┌────────
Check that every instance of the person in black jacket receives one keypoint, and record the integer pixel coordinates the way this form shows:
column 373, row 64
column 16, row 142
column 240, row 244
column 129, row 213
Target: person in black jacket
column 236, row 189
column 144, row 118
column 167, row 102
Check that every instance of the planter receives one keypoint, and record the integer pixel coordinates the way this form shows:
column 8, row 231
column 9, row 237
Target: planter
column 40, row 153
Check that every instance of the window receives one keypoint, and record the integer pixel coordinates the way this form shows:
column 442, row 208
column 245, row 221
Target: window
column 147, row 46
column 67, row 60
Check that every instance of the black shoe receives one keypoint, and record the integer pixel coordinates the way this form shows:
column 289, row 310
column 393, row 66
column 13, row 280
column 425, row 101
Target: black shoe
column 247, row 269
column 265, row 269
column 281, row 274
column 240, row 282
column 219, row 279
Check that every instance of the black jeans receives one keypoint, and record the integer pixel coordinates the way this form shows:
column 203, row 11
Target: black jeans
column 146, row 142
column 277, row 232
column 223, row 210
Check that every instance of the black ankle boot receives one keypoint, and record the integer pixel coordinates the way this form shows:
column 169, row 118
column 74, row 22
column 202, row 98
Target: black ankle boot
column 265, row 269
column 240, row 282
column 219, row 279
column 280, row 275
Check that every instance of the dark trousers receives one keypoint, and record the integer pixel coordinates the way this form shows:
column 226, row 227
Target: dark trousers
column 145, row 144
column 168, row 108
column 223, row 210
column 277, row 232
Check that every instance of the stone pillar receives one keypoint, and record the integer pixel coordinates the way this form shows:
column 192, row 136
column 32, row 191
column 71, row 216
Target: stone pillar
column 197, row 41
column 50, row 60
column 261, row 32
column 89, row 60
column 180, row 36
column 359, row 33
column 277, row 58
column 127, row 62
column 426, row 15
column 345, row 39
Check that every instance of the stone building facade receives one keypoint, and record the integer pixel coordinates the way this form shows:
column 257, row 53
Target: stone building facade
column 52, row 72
└────────
◆ Work instructions
Rewrite the part of the items that opens with the line containing "Check that every instance of the stone building" and runs through the end of the items, changing "stone building facade" to "stone wall" and leaving everything else the same.

◆ Full response
Check that every instance of the stone wall receives one keypoint, and record the integer pixel coordinates the way this form shows:
column 257, row 53
Target: stone wall
column 52, row 72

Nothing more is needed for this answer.